Andrew Bates, a White House spokesperson, said in a statement that Biden “has always had unwavering faith in her leadership and ability to win. That’s why he passionately endorsed her out of the gate, rejecting other approaches that would divide the party.”

Allies have described the president’s feelings about stepping aside as bittersweet. His approval rating has spiked since Harris entered the race — which his advisers see as evidence that his policies have always been popular.

“More Americans are recognizing that he led us successfully out of a series of crises and is planting the seeds for a prosperous future,” Ben LaBolt, the White House communications director, told Fox News last week.

Still, Harris and her advisers are girding for a variety of debate attacks — including over her ties to Biden. The president has struggled to address voter concerns on domestic issues, including the economy and migration, and on foreign-policy crises, including the Israel-Hamas war.

Publicly, Trump and his advisers have long made an influx of migrants a central focus of their attacks against Democrats. Though border crossings along the southwestern tip of the United States are at their lowest level in years, they reached record highs earlier in Biden’s presidency.

Biden and Harris have both repeatedly said that Trump should bear some of the blame for the migrant crisis, since he helped torpedo bipartisan legislation that would have amounted to the strictest restrictions on immigration in years.

§ Recorded data:
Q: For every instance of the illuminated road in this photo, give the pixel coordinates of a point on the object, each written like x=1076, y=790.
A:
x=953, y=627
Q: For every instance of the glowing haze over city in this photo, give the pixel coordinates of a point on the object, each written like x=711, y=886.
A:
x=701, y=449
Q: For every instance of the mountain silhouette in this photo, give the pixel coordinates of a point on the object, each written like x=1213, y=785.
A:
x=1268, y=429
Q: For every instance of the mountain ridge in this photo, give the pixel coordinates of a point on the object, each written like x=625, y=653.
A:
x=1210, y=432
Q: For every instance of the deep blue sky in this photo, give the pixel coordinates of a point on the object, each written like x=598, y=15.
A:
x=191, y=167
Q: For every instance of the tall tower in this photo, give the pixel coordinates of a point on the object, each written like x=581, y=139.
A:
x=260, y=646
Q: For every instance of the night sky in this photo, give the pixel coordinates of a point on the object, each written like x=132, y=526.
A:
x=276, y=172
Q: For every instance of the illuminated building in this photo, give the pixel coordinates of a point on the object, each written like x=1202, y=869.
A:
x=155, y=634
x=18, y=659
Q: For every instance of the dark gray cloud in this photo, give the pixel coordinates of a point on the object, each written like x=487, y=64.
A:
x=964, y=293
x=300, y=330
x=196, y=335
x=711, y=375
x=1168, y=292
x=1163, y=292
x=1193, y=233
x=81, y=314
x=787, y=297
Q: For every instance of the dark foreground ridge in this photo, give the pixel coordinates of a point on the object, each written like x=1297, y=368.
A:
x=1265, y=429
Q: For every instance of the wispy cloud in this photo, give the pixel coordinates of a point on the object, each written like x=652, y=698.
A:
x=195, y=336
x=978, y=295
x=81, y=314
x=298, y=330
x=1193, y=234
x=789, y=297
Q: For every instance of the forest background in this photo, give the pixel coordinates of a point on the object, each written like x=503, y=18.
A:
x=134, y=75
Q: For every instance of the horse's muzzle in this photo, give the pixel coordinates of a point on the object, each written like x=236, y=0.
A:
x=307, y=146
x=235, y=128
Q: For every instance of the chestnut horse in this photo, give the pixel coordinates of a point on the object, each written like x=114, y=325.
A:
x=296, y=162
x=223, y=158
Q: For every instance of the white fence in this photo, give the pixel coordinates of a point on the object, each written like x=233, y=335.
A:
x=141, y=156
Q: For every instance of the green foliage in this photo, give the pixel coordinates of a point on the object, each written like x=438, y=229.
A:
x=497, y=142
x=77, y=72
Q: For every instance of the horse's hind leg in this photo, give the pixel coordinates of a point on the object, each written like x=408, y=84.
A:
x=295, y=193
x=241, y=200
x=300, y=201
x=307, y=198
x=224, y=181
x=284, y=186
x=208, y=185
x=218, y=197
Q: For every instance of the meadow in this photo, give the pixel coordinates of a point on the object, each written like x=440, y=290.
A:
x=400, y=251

§ To do: Copy the stretch of the news excerpt about Biden and Harris from "Still, Harris and" through "immigration in years." word for word.

§ Exercise output:
Still, Harris and her advisers are girding for a variety of debate attacks — including over her ties to Biden. The president has struggled to address voter concerns on domestic issues, including the economy and migration, and on foreign-policy crises, including the Israel-Hamas war.

Publicly, Trump and his advisers have long made an influx of migrants a central focus of their attacks against Democrats. Though border crossings along the southwestern tip of the United States are at their lowest level in years, they reached record highs earlier in Biden’s presidency.

Biden and Harris have both repeatedly said that Trump should bear some of the blame for the migrant crisis, since he helped torpedo bipartisan legislation that would have amounted to the strictest restrictions on immigration in years.